• _Required task_
Count the lines in the entries below that contain the string "grass". Reply with the number alone.

━━━━━ Given information ━━━━━

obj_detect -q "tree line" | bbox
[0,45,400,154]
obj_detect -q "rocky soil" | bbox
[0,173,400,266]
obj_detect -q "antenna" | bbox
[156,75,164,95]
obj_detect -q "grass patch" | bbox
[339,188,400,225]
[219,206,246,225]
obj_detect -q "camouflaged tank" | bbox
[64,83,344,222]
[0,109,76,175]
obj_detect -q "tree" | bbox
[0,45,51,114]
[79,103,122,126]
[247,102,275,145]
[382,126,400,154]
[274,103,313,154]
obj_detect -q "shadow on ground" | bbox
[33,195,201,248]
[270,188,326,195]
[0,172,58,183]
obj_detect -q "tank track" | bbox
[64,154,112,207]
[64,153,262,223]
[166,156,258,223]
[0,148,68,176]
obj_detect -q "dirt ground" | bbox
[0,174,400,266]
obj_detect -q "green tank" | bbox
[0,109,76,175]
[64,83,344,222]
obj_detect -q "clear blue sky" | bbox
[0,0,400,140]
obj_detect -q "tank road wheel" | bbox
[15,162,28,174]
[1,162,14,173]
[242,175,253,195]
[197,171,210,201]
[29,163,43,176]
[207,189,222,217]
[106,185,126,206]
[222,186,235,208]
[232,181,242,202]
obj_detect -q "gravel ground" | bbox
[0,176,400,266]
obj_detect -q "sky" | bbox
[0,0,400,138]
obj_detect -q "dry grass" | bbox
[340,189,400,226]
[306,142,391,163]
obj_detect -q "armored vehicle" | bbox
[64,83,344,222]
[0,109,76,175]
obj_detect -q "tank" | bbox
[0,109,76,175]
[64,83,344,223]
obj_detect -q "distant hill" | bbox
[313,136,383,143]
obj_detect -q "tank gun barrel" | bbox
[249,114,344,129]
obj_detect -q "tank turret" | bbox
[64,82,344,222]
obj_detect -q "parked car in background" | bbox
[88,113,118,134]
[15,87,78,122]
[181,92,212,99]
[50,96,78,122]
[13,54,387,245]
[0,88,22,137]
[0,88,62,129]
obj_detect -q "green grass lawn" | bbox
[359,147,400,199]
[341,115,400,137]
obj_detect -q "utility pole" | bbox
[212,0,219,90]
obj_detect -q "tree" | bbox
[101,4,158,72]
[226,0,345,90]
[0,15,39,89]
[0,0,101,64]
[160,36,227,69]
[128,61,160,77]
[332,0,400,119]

━━━━━

• _Correct result_
3